SELECTION:
* * * * * * * * *
Second Lady of Nigeria
- In role 29 May 1999 – 29 May 2007
- Vice President: Atiku Abubakar
- First Lady: Stella Obasanjo
- Preceded by: Mrs. Akhigbe
- Succeeded by: Patience Jonathan

Personal details
- Born: Titilayo Albert 6 June 1951 (age 75) Ilesha, Southern Region, British Nigeria (now Ilesha, Osun State, Nigeria)
- Spouse: Atiku Abubakar ​(m. 1971)​
- Education: Kaduna Polytechnic

= Amina Titi Atiku-Abubakar =

Second Lady of Nigeria (1999–2007)

Amina Titilayo Atiku-Abubakar (born Titilayo Albert; 6 June 1951) is a Nigerian advocate of women and child rights and the wife of former vice president of the Federal Republic of Nigeria, Atiku Abubakar. She is the founder of Women Trafficking and Child Labour Eradication Foundation (WOTCLEF) and the initiator of the private bill that led to the establishment of National Agency for the Prohibition of Trafficking in Persons (NAPTIP).
* * * * * * * * *
INFORMATION SHOWN:
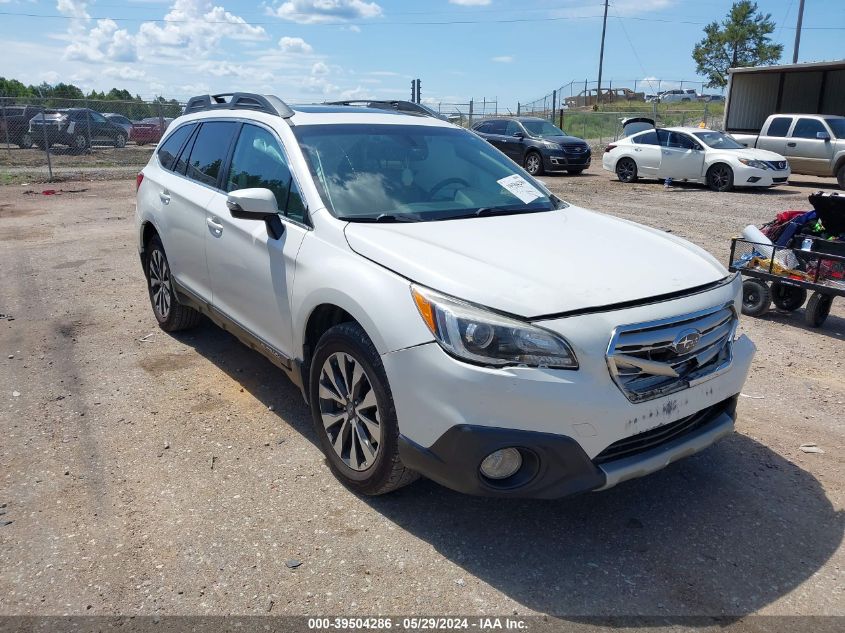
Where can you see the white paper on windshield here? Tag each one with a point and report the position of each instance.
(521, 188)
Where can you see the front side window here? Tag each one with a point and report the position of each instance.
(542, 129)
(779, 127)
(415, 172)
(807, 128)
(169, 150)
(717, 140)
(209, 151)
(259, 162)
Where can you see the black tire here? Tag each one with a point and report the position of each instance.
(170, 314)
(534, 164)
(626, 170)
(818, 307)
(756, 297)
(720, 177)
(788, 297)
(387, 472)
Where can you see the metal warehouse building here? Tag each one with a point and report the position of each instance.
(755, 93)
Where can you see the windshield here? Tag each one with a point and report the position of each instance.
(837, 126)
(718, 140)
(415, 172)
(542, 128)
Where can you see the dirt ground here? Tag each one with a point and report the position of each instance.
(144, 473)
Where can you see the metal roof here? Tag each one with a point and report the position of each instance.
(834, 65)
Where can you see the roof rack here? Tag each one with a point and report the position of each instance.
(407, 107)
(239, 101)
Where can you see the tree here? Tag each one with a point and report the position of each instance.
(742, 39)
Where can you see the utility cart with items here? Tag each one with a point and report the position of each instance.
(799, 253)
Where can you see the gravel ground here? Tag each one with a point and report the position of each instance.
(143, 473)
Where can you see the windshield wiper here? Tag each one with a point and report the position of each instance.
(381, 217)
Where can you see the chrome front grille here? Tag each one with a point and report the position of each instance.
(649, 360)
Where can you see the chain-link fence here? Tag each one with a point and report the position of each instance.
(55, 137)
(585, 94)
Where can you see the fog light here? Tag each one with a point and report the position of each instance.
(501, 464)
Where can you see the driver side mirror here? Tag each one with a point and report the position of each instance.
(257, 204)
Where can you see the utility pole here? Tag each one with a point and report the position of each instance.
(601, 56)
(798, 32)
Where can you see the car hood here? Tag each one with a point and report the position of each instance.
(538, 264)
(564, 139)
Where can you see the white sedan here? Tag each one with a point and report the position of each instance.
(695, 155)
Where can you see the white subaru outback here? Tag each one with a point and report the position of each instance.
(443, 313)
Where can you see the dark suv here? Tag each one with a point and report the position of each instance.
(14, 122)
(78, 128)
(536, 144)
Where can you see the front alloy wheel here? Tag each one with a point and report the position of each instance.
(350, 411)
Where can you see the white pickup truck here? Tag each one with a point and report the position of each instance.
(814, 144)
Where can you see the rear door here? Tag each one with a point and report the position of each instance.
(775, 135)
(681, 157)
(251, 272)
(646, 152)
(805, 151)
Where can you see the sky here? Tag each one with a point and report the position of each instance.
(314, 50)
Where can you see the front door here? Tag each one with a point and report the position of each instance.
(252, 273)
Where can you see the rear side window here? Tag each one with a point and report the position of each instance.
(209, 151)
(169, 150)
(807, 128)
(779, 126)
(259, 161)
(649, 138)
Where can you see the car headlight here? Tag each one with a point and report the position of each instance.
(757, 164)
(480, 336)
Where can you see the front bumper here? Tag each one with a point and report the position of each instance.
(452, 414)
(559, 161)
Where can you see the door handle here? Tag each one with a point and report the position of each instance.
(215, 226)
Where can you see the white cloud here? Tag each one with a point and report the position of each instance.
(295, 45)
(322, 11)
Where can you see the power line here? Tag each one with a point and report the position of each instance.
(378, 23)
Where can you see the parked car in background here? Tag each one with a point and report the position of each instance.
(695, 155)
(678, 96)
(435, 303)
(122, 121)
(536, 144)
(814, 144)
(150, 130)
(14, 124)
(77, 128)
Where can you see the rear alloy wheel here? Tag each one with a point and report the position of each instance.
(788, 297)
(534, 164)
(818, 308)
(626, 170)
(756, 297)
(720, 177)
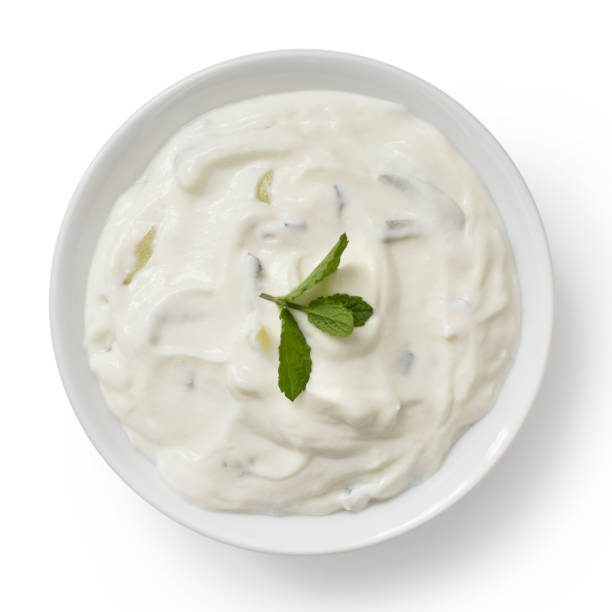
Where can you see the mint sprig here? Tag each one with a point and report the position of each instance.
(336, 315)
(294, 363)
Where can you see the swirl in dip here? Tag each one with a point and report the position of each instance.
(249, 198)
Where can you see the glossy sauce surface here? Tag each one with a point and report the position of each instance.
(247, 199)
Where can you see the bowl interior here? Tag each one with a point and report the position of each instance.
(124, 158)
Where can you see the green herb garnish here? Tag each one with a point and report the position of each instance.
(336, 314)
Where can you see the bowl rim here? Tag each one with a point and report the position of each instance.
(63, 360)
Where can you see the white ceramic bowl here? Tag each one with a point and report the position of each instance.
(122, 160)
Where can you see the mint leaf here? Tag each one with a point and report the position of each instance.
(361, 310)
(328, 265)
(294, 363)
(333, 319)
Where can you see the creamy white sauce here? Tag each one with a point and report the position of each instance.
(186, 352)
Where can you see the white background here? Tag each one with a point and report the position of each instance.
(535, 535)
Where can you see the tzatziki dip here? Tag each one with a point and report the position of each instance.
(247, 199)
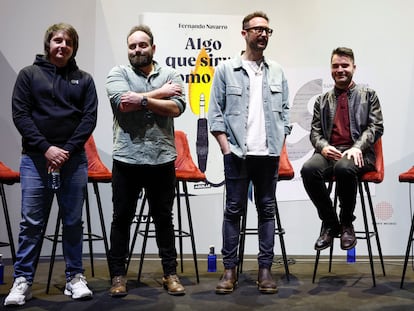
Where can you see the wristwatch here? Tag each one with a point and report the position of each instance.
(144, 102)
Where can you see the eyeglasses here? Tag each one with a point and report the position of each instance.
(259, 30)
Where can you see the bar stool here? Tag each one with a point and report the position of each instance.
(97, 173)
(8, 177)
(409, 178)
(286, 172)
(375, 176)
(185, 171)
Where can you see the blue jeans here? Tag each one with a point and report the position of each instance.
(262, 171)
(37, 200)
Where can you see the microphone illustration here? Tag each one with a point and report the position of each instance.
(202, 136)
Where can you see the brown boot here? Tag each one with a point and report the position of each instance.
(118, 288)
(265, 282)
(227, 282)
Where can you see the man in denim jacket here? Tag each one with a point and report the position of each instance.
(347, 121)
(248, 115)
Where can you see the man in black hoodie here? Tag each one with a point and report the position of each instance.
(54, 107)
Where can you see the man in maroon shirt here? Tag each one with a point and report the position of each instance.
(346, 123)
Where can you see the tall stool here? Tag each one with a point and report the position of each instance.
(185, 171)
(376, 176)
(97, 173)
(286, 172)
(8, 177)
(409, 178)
* * * * * * * * *
REQUIREMENTS:
Answer these from the biography of Amina Titi Atiku-Abubakar:
(a) Who succeeded her as Second Lady of Nigeria?
(b) Which school is listed under her education?
(c) Which agency was established as a result of the private bill she initiated?

COMPLETE OUTPUT:
(a) Patience Jonathan
(b) Kaduna Polytechnic
(c) The National Agency for the Prohibition of Trafficking in Persons (NAPTIP)